• What the task asks
Can the data below be set down again exactly, line for line?

• Stored entries
--- START ---

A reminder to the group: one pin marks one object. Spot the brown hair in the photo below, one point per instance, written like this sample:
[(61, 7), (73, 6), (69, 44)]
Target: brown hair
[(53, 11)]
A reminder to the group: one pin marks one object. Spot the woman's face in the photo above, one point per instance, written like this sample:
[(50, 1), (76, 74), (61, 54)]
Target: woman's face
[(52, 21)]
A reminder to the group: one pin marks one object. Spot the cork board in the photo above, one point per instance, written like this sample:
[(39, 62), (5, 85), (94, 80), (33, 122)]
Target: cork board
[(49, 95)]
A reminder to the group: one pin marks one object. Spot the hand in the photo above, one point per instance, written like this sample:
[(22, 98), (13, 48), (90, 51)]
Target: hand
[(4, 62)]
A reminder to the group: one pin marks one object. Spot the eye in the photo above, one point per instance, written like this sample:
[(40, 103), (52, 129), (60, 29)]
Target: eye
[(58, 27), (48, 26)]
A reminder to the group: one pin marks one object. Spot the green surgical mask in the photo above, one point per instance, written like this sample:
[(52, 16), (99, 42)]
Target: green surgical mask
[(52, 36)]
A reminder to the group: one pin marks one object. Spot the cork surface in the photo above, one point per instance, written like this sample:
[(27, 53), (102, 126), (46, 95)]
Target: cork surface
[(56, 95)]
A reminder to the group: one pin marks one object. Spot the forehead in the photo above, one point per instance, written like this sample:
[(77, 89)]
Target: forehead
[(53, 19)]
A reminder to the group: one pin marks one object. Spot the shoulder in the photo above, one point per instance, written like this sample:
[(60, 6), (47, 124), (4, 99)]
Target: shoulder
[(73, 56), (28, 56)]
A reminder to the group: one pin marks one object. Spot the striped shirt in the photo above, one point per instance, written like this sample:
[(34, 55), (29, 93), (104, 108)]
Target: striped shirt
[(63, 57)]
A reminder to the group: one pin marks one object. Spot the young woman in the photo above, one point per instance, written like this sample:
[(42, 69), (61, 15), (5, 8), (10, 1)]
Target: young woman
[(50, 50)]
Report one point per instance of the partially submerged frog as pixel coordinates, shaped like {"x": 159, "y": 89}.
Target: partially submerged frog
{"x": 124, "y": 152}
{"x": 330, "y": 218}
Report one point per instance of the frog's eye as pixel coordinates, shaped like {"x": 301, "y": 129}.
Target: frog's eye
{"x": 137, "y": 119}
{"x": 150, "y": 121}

--- END ---

• Exercise result
A reminder to the group: one pin marks one object. Spot the brown hair in the photo below, one point per instance, written like this sample:
[(61, 7), (73, 6), (69, 44)]
Target: brown hair
[(53, 11)]
A reminder to the group: one pin marks one object. Spot the woman's face in the photo above, one point per instance, written like this sample:
[(50, 1), (76, 74), (61, 54)]
Target: woman's face
[(52, 21)]
A reminder to the group: one pin marks one object. Spot the cork board in the photo above, one point per instance, written like this sample:
[(39, 62), (5, 85), (94, 80), (33, 122)]
Target: cork board
[(49, 95)]
A reminder to the group: one pin marks one object. Spot the hand in the photo above, one point per instance, written like this sample:
[(22, 98), (13, 48), (90, 51)]
Target: hand
[(4, 62)]
A reminder to the group: one pin marks one object. Spot the eye in the photo above, one point per instance, written like this sample:
[(40, 103), (52, 129), (60, 29)]
Target: eye
[(58, 27), (48, 26)]
A reminder to the group: one pin marks one object. Spot the green surgical mask in the photo above, one point per instance, written like this sample:
[(52, 16), (99, 42)]
Target: green surgical mask
[(52, 36)]
A reminder to the group: one pin marks one object. Spot the cork surface in the photo above, one point per instance, written like this sample:
[(27, 53), (102, 126), (46, 95)]
Target: cork surface
[(56, 95)]
A reminder to the group: one pin marks one object. Spot the forehead in the photo above, one point per instance, written like this sample:
[(77, 89)]
Target: forehead
[(53, 19)]
A reminder to the group: one pin marks one object. Spot the shoulder in the photo above, one point per instance, written like this sample:
[(60, 6), (47, 124), (4, 99)]
Target: shoulder
[(73, 56), (28, 56)]
A reminder to the group: one pin marks one object. Spot the striped shirt in the photo above, one point per instance, written like this sample:
[(34, 55), (29, 93), (104, 108)]
Target: striped shirt
[(63, 57)]
A reminder to the group: one pin marks one object. Spot the young woman in the photo above, one point per instance, written like this sample:
[(42, 69), (61, 15), (5, 8), (10, 1)]
Target: young woman
[(50, 50)]
Report one point per instance of the partially submerged frog as pixel coordinates, shaped like {"x": 159, "y": 89}.
Target: partially submerged frog
{"x": 124, "y": 152}
{"x": 330, "y": 218}
Report one point per instance of the frog's eye as pixel coordinates, shaped like {"x": 301, "y": 129}.
Target: frog's eye
{"x": 137, "y": 119}
{"x": 150, "y": 121}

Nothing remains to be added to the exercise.